Selected excerpt:
== == ==
Speaking on Monday following a meeting of EU foreign ministers in Brussels, German Foreign Minister Annalena Baerbock said German experts have found no legal grounds to justify such a move against the IRGC.
"As of now, we don't have legal grounds in the EU to list the [Islamic] Revolutionary Guards [Corps] as [a] terrorist organization," she said.
The new development came as the 27-nation bloc has been slapping sanctions on Iran over what it calls the country's approach towards foreign-backed riots that erupted in some Iranian cities in September.
The riots broke out after the death in police custody of Mahsa Amini, a 22-year-old Iranian woman. She fainted at a police station in Tehran and was pronounced dead three days later at the hospital. An official report by Iran’s Legal Medicine Organization concluded that Amini’s death had been caused by illness rather than alleged blows to the head or other vital body organs, Press TV reported.
Following her death, rioters went on a rampage, brutally attacking security officers and causing massive damage to public property. Dozens of people and security personnel were killed throughout the riots. Iran’s intelligence bodies have found footprints of American and other Western spy agencies in the violent riots.
== == ==
Study material:

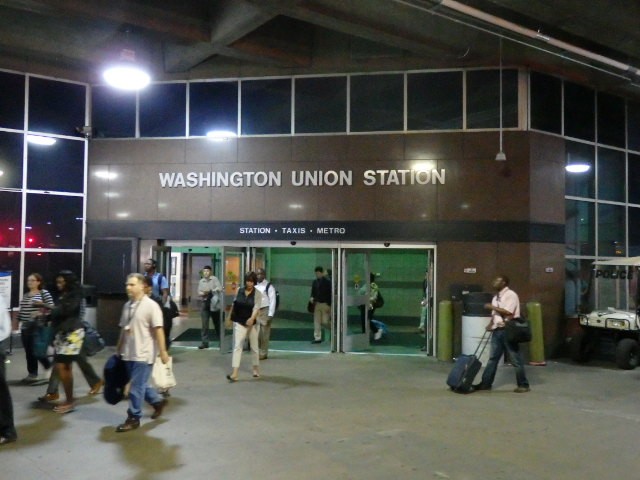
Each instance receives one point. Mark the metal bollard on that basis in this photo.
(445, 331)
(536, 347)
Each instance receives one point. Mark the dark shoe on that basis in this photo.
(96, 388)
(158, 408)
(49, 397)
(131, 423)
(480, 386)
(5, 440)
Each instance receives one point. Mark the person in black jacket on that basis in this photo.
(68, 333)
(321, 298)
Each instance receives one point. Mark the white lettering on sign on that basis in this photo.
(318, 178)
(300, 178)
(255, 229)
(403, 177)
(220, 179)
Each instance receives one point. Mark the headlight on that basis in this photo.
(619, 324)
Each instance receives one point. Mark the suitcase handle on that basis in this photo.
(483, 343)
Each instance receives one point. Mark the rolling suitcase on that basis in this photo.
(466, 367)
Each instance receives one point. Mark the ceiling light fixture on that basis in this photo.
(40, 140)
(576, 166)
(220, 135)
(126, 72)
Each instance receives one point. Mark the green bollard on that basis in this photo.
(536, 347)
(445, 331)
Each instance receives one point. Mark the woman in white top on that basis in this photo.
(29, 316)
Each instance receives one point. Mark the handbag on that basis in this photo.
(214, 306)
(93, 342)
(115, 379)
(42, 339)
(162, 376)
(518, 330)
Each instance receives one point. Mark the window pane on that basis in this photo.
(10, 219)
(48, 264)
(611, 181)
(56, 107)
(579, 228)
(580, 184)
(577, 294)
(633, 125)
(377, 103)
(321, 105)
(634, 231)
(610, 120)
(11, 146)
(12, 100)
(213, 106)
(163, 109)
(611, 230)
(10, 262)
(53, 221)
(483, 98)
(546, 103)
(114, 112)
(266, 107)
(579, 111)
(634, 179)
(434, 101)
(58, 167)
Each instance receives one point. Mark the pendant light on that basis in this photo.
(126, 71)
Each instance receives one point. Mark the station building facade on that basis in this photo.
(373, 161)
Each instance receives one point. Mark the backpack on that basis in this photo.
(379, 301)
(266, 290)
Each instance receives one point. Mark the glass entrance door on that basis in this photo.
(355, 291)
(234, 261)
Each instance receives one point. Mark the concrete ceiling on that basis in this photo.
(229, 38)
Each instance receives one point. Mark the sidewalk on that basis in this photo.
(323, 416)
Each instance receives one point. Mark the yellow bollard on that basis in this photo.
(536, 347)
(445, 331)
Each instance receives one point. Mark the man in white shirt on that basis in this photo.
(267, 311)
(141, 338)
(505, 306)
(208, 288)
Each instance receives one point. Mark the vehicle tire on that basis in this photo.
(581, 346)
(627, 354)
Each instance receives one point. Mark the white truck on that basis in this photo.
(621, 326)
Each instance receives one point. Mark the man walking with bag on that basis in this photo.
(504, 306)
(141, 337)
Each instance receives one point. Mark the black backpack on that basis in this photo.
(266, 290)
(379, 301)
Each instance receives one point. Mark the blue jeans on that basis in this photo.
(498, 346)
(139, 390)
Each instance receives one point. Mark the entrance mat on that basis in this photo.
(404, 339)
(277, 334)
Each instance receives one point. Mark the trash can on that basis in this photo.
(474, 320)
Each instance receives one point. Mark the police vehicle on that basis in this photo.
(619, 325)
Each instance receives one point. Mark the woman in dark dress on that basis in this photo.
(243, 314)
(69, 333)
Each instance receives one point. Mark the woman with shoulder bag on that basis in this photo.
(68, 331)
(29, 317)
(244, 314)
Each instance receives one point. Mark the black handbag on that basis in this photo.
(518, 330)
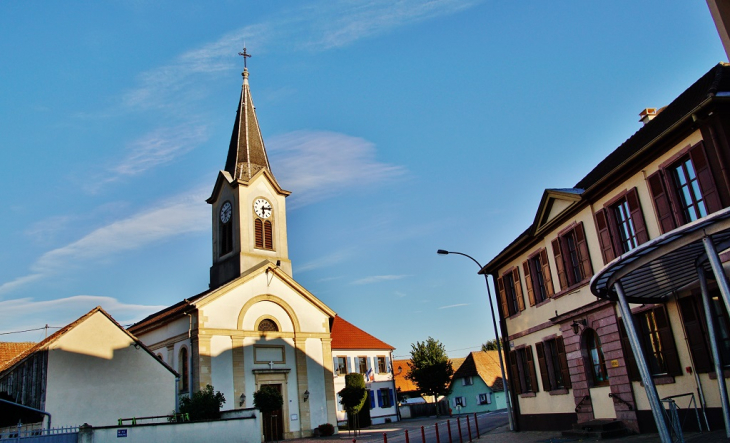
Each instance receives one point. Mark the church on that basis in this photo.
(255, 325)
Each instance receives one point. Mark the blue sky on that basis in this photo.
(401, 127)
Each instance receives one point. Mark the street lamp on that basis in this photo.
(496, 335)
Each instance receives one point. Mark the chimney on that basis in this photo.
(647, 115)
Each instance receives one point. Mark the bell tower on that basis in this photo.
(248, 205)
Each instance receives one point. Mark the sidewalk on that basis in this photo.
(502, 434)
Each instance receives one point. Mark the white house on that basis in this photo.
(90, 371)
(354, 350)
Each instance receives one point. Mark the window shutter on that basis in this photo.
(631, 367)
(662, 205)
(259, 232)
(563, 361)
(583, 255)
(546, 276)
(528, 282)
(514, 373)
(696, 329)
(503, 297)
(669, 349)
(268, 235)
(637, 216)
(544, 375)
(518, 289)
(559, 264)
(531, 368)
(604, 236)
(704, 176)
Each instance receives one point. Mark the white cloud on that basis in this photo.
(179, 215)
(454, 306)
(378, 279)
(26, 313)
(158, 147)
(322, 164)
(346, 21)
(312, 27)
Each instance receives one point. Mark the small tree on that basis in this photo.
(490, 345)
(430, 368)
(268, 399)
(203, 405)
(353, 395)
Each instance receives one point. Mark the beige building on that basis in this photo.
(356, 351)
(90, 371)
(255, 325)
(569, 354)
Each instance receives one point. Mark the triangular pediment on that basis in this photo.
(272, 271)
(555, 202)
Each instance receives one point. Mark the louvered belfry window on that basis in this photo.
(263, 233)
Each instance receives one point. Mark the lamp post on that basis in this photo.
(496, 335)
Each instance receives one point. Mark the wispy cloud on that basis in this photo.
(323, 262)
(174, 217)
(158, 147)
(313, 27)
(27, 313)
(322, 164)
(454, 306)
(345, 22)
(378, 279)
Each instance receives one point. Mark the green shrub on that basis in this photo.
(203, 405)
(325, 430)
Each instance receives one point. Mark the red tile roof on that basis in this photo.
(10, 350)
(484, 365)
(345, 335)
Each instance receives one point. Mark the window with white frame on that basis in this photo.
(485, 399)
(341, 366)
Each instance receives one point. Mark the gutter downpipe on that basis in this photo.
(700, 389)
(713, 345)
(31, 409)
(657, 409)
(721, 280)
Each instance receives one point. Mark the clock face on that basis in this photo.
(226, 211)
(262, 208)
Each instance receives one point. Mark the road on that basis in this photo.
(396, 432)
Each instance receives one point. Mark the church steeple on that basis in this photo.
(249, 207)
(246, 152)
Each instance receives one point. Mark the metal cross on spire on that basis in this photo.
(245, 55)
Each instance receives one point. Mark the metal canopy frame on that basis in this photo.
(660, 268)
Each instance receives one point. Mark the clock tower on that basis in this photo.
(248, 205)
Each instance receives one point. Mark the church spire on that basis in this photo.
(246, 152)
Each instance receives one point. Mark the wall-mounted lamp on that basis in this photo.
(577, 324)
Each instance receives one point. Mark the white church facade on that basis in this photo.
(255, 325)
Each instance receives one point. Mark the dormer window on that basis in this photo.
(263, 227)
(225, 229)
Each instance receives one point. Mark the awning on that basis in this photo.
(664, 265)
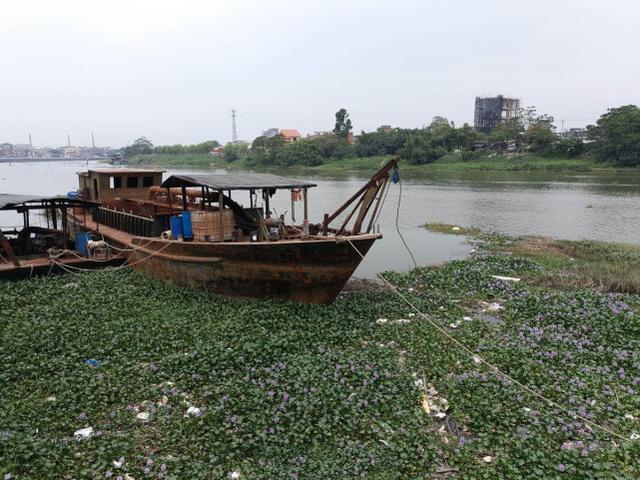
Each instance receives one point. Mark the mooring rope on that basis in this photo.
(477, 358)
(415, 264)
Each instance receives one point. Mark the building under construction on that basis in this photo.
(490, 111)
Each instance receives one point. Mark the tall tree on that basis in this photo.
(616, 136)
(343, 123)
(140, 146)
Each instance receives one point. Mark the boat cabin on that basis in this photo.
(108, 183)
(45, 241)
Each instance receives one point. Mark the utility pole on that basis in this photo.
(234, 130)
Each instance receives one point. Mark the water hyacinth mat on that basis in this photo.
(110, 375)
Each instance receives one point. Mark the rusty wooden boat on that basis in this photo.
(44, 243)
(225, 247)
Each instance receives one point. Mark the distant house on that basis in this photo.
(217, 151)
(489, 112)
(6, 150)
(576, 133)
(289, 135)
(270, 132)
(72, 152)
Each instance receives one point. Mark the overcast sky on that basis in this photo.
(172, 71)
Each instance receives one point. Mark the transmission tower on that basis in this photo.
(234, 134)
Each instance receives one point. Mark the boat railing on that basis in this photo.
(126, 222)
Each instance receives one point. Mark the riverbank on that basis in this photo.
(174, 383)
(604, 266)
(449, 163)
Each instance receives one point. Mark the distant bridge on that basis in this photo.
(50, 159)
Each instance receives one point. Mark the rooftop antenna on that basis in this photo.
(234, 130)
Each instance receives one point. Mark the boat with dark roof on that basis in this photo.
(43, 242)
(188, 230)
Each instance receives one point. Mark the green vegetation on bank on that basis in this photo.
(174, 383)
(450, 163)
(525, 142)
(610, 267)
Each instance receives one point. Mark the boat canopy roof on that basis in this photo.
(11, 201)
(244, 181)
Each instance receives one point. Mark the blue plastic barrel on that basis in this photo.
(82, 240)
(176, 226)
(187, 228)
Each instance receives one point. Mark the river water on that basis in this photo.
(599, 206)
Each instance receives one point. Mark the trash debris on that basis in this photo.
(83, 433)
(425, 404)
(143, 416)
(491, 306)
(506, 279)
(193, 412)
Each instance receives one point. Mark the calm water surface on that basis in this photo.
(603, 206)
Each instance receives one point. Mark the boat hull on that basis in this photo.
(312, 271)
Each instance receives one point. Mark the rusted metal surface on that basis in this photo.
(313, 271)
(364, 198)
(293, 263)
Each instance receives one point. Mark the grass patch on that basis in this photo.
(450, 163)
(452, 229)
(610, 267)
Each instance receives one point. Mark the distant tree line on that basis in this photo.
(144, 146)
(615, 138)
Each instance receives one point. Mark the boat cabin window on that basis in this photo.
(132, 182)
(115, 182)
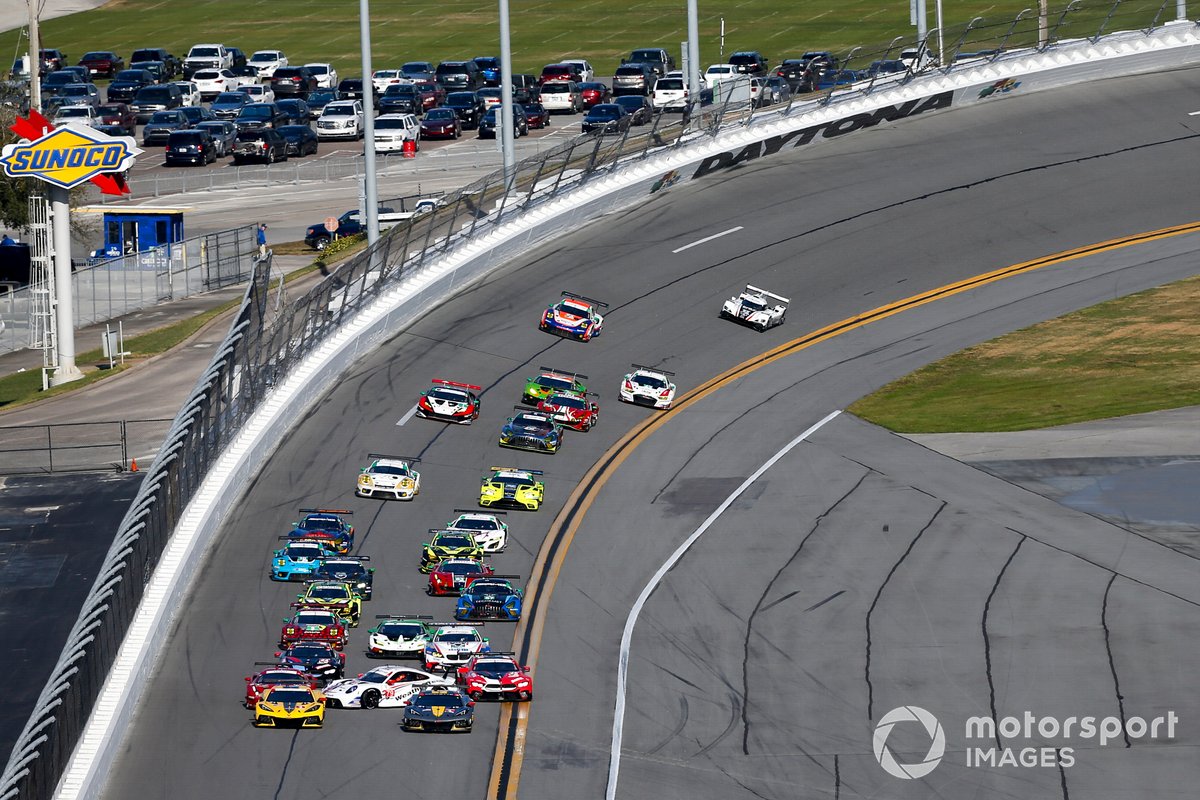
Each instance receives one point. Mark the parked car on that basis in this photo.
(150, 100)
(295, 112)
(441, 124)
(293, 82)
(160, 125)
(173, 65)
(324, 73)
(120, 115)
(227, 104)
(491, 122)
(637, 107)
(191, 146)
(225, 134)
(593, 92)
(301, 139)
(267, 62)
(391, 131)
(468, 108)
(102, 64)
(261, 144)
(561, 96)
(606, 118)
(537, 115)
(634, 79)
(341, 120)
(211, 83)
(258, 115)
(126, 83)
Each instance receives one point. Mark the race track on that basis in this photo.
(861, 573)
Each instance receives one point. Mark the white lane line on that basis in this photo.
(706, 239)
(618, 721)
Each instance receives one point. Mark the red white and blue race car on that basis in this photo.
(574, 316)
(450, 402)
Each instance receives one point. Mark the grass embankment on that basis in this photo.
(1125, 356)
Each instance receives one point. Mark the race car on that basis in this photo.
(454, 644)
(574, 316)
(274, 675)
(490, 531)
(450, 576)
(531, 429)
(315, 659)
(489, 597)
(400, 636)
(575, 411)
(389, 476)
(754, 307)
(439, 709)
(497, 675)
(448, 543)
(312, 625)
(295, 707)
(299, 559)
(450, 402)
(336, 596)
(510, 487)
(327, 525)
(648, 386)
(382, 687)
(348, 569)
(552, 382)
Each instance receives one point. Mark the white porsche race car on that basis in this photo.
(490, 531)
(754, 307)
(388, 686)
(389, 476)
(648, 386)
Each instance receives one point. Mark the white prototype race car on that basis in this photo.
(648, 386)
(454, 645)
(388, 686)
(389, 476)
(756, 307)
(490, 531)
== == ==
Task objective: Copy out the whole report above on the EU and Iran's Revolutionary Guards, word for word from its first sentence to its last.

Solution for this exercise:
Speaking on Monday following a meeting of EU foreign ministers in Brussels, German Foreign Minister Annalena Baerbock said German experts have found no legal grounds to justify such a move against the IRGC.
"As of now, we don't have legal grounds in the EU to list the [Islamic] Revolutionary Guards [Corps] as [a] terrorist organization," she said.
The new development came as the 27-nation bloc has been slapping sanctions on Iran over what it calls the country's approach towards foreign-backed riots that erupted in some Iranian cities in September.
The riots broke out after the death in police custody of Mahsa Amini, a 22-year-old Iranian woman. She fainted at a police station in Tehran and was pronounced dead three days later at the hospital. An official report by Iran’s Legal Medicine Organization concluded that Amini’s death had been caused by illness rather than alleged blows to the head or other vital body organs, Press TV reported.
Following her death, rioters went on a rampage, brutally attacking security officers and causing massive damage to public property. Dozens of people and security personnel were killed throughout the riots. Iran’s intelligence bodies have found footprints of American and other Western spy agencies in the violent riots.